Work to be completed
What is the number of lines below that include the string "mirror"? Provide that number alone.

Recorded information

*** Begin section ***

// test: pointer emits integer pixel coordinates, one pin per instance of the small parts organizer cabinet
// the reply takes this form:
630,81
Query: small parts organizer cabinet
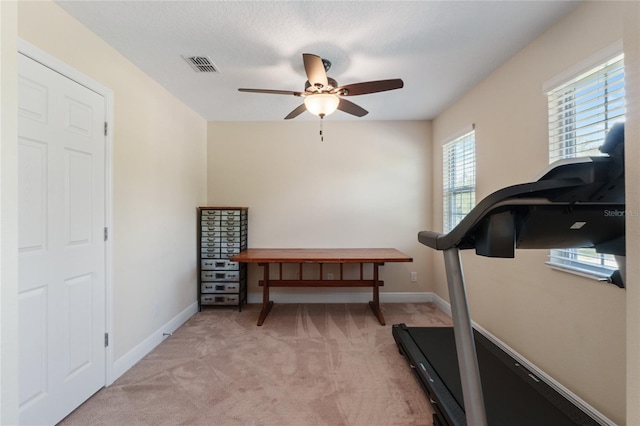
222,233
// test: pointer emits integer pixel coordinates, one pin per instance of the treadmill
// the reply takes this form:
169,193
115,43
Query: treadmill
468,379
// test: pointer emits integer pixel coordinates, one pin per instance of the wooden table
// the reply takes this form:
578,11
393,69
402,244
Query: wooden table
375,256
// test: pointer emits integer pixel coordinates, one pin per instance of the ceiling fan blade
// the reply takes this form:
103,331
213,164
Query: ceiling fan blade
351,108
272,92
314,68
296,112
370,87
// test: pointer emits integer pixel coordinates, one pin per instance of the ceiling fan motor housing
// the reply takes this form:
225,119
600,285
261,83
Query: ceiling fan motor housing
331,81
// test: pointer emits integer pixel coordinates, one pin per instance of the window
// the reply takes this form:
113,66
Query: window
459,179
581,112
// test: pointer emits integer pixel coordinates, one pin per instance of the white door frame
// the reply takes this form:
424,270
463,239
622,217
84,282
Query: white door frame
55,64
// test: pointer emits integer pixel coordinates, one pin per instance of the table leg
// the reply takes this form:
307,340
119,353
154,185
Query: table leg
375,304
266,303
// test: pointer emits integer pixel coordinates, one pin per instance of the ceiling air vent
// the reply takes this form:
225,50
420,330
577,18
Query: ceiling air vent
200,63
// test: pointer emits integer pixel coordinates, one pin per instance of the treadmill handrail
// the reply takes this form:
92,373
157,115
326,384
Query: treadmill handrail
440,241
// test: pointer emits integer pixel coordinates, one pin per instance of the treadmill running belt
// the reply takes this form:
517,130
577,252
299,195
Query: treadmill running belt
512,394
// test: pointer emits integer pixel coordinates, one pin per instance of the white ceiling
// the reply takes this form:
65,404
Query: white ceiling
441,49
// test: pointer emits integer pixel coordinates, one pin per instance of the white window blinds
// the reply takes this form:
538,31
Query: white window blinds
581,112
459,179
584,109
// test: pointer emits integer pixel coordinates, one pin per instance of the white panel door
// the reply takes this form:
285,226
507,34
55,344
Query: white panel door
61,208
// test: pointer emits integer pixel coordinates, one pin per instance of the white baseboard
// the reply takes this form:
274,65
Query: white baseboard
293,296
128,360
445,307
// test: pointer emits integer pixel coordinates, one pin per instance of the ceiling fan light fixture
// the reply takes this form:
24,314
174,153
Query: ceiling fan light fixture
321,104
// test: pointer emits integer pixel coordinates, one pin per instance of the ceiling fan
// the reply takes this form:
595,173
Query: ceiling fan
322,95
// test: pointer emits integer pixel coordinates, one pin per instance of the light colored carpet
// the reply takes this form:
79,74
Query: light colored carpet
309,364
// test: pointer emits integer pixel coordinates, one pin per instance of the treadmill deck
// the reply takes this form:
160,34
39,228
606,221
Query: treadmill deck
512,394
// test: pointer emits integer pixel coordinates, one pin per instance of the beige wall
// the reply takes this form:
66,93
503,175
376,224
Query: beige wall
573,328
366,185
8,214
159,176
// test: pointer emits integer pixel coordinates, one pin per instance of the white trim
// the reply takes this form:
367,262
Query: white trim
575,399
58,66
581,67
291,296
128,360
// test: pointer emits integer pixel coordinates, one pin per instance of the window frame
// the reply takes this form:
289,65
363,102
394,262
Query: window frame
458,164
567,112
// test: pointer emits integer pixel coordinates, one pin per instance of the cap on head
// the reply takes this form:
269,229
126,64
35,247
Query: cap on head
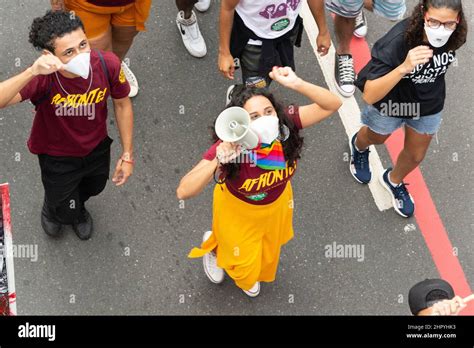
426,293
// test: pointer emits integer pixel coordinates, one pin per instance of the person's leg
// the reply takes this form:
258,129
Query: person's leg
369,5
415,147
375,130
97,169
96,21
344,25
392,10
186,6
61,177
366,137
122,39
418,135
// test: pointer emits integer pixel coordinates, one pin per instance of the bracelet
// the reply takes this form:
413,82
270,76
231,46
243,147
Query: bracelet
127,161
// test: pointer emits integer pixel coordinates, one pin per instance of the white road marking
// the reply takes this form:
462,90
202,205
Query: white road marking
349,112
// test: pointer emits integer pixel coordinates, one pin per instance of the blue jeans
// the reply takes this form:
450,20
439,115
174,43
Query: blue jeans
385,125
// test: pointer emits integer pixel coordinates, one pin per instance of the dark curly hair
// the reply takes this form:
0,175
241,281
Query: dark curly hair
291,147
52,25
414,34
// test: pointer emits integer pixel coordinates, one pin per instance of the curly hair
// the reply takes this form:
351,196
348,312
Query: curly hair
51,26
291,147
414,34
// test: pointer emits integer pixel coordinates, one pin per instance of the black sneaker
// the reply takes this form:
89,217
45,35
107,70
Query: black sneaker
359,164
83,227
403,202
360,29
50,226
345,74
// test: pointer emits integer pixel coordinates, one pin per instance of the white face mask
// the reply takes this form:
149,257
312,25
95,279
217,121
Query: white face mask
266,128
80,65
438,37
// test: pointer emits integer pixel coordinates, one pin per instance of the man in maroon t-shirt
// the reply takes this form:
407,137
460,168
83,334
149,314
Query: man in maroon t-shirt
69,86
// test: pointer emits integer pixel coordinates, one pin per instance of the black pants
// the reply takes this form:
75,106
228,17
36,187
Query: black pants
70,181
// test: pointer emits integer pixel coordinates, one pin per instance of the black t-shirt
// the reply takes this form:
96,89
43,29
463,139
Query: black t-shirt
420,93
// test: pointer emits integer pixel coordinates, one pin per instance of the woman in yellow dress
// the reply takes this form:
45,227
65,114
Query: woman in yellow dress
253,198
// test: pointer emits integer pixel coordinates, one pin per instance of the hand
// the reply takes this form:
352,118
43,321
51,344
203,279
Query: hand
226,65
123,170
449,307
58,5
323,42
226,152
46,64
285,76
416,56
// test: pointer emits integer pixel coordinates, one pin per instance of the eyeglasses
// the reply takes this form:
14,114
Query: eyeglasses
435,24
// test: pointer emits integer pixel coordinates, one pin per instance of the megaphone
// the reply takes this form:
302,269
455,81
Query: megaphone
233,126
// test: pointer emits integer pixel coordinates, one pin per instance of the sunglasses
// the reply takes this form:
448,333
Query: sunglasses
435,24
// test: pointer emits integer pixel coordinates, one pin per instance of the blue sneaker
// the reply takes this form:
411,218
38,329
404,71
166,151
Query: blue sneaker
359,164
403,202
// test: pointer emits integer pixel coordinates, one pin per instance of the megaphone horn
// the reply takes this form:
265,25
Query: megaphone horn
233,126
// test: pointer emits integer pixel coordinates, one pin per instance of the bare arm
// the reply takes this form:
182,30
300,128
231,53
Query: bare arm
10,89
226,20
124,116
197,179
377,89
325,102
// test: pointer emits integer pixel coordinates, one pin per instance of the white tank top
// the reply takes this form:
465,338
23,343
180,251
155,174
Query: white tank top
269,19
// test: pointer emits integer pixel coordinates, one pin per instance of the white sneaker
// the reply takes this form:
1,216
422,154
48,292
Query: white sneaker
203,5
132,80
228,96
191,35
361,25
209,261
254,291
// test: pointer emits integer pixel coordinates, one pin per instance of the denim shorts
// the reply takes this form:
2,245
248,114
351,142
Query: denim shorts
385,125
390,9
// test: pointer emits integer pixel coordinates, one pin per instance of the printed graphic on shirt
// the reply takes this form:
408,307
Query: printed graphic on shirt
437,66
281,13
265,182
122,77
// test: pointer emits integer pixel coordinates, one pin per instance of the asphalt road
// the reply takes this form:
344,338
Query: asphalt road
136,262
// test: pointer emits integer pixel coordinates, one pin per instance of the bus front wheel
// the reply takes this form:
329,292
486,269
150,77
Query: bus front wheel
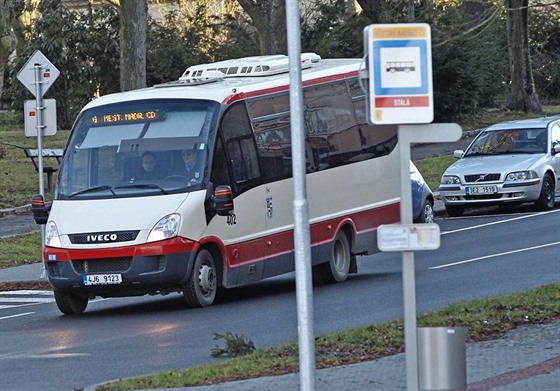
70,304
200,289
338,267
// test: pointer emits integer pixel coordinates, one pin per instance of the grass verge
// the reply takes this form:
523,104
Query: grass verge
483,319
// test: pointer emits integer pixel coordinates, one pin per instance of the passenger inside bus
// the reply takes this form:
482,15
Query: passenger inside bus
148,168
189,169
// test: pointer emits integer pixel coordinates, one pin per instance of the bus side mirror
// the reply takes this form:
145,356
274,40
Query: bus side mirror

*** End section ***

Response box
2